• [Passage provided]:
▼

The Spanish education system has six years of primary school (from ages 6 to 12) and four years of compulsory secondary education (from ages 13 to 16). This evaluation could focus on compulsory secondary education for simplicity and because children in this age range are more likely to be removed from school for household tasks or work. Additionally, the evaluation should only occur in AACC where existing regional MIS also impose conditionality on enrolling children in school; otherwise, the observed effect could be confounded by strategic decisions to switch from the national to the regional scheme to circumvent this constraint.

IMV was introduced in June 2020 without requiring beneficiaries to enrol their children in school, unlike some existing regional schemes. If the hypothetical date for introducing the new conditionality rule is set to June 2024, all children of IMV beneficiaries of the age to enrol in secondary education from 2020 to 20248 (birth cohorts from 2005 to 2011) would not fall under the new compulsory schooling rule for their parents for at least a year. In contrast, all children of IMV beneficiaries starting secondary school from 2024 onwards (birth cohorts starting from 2012) would be subject to the new rule mandating compulsory schooling. These two groups (treatment and control) can be compared to assess the effect of the conditionality through an RDD (refer to Figure ‎5.4 for a practical illustration of the methodology). It is important to highlight that the cohorts impacted by the initial lack of a schooling conditionality rule have different levels of exposure. For instance, children from the birth cohort of 2008 were exposed during their entire secondary education, while the 2005 and 2011 cohorts were only exposed for one year. Therefore, it could be beneficial to explore using a continuous treatment variable rather than a binary one to determine the effect of one additional year of exposure to the conditionality.

▲

• [Point localization data]:
▼

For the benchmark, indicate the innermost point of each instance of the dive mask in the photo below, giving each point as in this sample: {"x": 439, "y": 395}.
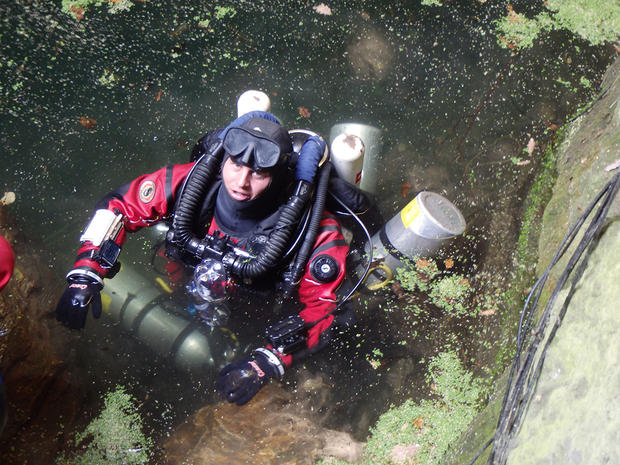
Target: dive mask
{"x": 258, "y": 143}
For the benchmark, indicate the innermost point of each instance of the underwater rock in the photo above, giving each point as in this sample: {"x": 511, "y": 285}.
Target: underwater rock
{"x": 269, "y": 429}
{"x": 370, "y": 55}
{"x": 41, "y": 391}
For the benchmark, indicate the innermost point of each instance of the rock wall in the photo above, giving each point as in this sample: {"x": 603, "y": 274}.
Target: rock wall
{"x": 42, "y": 392}
{"x": 572, "y": 417}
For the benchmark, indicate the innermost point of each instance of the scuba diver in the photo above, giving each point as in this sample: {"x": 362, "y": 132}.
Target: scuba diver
{"x": 7, "y": 263}
{"x": 249, "y": 210}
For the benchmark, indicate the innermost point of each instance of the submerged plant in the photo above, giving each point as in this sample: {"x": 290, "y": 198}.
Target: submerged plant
{"x": 114, "y": 437}
{"x": 596, "y": 21}
{"x": 450, "y": 294}
{"x": 422, "y": 432}
{"x": 417, "y": 274}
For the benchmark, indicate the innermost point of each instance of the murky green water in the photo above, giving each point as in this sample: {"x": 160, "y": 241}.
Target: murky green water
{"x": 456, "y": 112}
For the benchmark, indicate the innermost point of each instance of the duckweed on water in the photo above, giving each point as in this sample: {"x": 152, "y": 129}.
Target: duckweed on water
{"x": 450, "y": 293}
{"x": 114, "y": 437}
{"x": 422, "y": 432}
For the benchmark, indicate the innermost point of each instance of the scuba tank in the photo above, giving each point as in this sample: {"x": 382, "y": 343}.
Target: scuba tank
{"x": 144, "y": 310}
{"x": 418, "y": 230}
{"x": 372, "y": 144}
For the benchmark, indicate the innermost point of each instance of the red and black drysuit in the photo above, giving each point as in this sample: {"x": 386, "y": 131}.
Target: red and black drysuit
{"x": 150, "y": 198}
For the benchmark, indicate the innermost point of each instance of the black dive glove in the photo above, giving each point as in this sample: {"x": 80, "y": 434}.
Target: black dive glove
{"x": 81, "y": 293}
{"x": 241, "y": 380}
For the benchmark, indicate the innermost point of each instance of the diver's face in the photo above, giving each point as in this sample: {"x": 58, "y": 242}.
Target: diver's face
{"x": 243, "y": 183}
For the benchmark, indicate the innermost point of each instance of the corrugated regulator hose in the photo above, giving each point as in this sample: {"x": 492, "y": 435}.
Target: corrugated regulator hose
{"x": 199, "y": 180}
{"x": 280, "y": 238}
{"x": 315, "y": 220}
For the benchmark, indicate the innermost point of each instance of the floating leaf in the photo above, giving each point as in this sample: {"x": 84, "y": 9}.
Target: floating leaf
{"x": 77, "y": 12}
{"x": 87, "y": 123}
{"x": 531, "y": 145}
{"x": 404, "y": 189}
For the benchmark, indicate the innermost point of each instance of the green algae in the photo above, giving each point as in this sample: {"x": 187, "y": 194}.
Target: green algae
{"x": 113, "y": 437}
{"x": 422, "y": 432}
{"x": 596, "y": 21}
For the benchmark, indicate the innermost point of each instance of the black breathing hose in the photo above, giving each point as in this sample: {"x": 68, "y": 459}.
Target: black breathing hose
{"x": 313, "y": 228}
{"x": 192, "y": 195}
{"x": 198, "y": 183}
{"x": 279, "y": 239}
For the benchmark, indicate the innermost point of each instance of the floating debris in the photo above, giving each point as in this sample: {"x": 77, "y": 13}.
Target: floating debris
{"x": 8, "y": 198}
{"x": 613, "y": 166}
{"x": 322, "y": 9}
{"x": 303, "y": 112}
{"x": 87, "y": 123}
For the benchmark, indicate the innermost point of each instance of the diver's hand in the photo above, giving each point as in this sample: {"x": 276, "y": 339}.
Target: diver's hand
{"x": 72, "y": 307}
{"x": 241, "y": 380}
{"x": 309, "y": 157}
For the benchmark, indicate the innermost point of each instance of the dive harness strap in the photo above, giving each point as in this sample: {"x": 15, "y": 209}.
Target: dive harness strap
{"x": 271, "y": 358}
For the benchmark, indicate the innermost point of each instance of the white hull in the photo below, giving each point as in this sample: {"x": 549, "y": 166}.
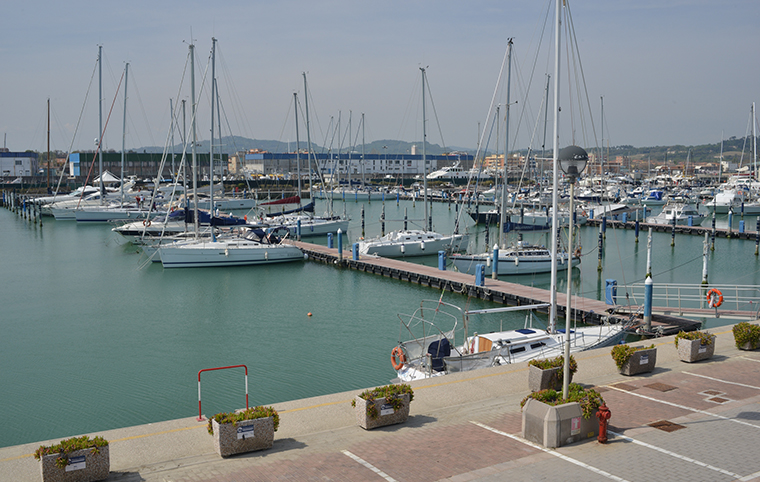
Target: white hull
{"x": 227, "y": 252}
{"x": 398, "y": 244}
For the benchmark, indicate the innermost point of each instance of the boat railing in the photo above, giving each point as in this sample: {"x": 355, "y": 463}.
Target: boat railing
{"x": 685, "y": 298}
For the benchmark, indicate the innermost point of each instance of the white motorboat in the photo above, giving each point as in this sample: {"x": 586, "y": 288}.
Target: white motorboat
{"x": 413, "y": 242}
{"x": 440, "y": 346}
{"x": 682, "y": 213}
{"x": 520, "y": 258}
{"x": 251, "y": 247}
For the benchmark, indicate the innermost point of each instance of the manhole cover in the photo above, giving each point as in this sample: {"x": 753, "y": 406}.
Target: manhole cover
{"x": 660, "y": 387}
{"x": 666, "y": 426}
{"x": 625, "y": 386}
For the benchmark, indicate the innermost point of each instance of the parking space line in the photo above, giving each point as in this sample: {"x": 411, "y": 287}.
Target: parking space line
{"x": 684, "y": 407}
{"x": 369, "y": 466}
{"x": 673, "y": 454}
{"x": 721, "y": 380}
{"x": 552, "y": 452}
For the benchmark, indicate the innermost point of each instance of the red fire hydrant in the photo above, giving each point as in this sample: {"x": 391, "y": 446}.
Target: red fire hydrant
{"x": 603, "y": 414}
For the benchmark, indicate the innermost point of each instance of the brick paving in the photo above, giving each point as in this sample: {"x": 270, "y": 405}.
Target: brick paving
{"x": 716, "y": 402}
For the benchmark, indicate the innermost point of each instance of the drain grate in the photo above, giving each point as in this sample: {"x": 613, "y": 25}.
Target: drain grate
{"x": 666, "y": 426}
{"x": 661, "y": 387}
{"x": 712, "y": 392}
{"x": 625, "y": 386}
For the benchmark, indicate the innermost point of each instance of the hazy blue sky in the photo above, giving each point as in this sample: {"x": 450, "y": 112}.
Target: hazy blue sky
{"x": 670, "y": 71}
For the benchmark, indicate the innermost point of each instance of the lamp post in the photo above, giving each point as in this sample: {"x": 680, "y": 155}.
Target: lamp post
{"x": 572, "y": 161}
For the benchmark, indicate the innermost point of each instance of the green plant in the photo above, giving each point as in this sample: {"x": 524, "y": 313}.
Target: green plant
{"x": 746, "y": 333}
{"x": 248, "y": 414}
{"x": 588, "y": 398}
{"x": 558, "y": 362}
{"x": 65, "y": 447}
{"x": 622, "y": 353}
{"x": 391, "y": 393}
{"x": 704, "y": 337}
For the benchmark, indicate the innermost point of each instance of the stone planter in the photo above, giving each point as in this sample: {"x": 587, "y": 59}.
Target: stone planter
{"x": 642, "y": 361}
{"x": 244, "y": 436}
{"x": 555, "y": 426}
{"x": 539, "y": 379}
{"x": 693, "y": 350}
{"x": 84, "y": 466}
{"x": 386, "y": 414}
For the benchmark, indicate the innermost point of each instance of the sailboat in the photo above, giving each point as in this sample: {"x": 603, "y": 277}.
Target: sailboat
{"x": 243, "y": 247}
{"x": 416, "y": 242}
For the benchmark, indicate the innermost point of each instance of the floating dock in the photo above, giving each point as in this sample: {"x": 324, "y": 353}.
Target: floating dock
{"x": 584, "y": 310}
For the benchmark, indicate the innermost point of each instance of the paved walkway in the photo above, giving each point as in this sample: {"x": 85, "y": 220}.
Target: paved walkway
{"x": 466, "y": 427}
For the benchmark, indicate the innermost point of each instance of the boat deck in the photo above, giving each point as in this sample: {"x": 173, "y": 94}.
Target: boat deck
{"x": 583, "y": 310}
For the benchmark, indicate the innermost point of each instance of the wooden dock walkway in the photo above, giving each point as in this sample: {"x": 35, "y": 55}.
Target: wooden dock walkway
{"x": 584, "y": 310}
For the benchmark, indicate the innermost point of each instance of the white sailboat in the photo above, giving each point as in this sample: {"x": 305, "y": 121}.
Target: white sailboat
{"x": 403, "y": 243}
{"x": 242, "y": 248}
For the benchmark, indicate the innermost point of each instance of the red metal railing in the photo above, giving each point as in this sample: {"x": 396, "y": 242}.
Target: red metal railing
{"x": 200, "y": 414}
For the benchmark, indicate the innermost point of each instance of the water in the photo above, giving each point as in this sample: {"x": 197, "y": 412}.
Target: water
{"x": 92, "y": 339}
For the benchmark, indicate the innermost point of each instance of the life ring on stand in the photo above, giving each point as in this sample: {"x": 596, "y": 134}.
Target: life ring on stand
{"x": 398, "y": 358}
{"x": 714, "y": 298}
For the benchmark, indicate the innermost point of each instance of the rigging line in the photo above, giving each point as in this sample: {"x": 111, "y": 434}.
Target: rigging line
{"x": 142, "y": 109}
{"x": 76, "y": 129}
{"x": 435, "y": 113}
{"x": 100, "y": 141}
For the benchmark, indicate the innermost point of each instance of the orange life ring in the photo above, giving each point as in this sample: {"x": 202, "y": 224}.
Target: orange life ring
{"x": 711, "y": 298}
{"x": 398, "y": 358}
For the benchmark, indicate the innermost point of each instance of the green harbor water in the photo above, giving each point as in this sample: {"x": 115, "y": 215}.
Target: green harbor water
{"x": 95, "y": 339}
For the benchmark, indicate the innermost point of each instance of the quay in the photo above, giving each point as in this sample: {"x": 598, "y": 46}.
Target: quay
{"x": 696, "y": 422}
{"x": 584, "y": 310}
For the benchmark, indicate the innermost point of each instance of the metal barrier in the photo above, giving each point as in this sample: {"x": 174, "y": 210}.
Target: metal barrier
{"x": 683, "y": 297}
{"x": 200, "y": 414}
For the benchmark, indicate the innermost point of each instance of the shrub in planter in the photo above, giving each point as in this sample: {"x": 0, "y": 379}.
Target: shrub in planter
{"x": 382, "y": 406}
{"x": 548, "y": 373}
{"x": 244, "y": 431}
{"x": 695, "y": 345}
{"x": 77, "y": 459}
{"x": 552, "y": 421}
{"x": 632, "y": 360}
{"x": 746, "y": 336}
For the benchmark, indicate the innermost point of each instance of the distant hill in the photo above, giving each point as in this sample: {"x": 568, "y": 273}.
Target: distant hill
{"x": 233, "y": 144}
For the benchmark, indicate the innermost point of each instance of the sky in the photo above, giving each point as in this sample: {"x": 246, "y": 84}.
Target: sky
{"x": 669, "y": 71}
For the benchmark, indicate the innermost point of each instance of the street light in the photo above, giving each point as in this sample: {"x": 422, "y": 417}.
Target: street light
{"x": 572, "y": 161}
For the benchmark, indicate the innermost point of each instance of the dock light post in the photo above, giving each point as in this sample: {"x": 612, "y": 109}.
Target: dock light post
{"x": 572, "y": 161}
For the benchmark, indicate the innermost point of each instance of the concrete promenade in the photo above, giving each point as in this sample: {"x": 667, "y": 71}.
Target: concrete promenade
{"x": 466, "y": 427}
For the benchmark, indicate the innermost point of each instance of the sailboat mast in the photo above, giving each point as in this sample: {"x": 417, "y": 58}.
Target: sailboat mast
{"x": 308, "y": 131}
{"x": 195, "y": 139}
{"x": 48, "y": 159}
{"x": 427, "y": 221}
{"x": 298, "y": 148}
{"x": 211, "y": 141}
{"x": 555, "y": 171}
{"x": 503, "y": 217}
{"x": 124, "y": 131}
{"x": 100, "y": 122}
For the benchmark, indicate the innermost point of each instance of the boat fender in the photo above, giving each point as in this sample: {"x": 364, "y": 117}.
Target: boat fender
{"x": 398, "y": 358}
{"x": 714, "y": 298}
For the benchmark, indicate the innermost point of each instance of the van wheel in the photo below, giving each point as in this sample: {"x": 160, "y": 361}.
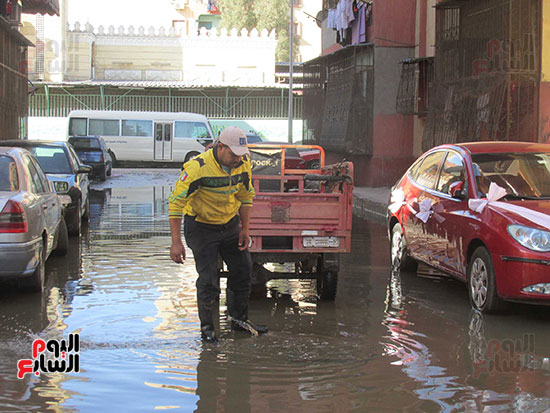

▲

• [Problems to solve]:
• a. Answer these questions from the passage on evaluating a schooling condition.
(i) How many years of primary school does the Spanish education system have?
(ii) In what month and year was IMV introduced?
(iii) Which birth cohort was exposed for its entire secondary education?
• b. Reproduce the portion of the passage on evaluating a schooling condition starting with "The Spanish education" and going on through "circumvent this constraint.".

• [Answer set]:
• a.
(i) Six years, from ages 6 to 12.
(ii) June 2020.
(iii) The 2008 birth cohort.

• b.
The Spanish education system has six years of primary school (from ages 6 to 12) and four years of compulsory secondary education (from ages 13 to 16). This evaluation could focus on compulsory secondary education for simplicity and because children in this age range are more likely to be removed from school for household tasks or work. Additionally, the evaluation should only occur in AACC where existing regional MIS also impose conditionality on enrolling children in school; otherwise, the observed effect could be confounded by strategic decisions to switch from the national to the regional scheme to circumvent this constraint.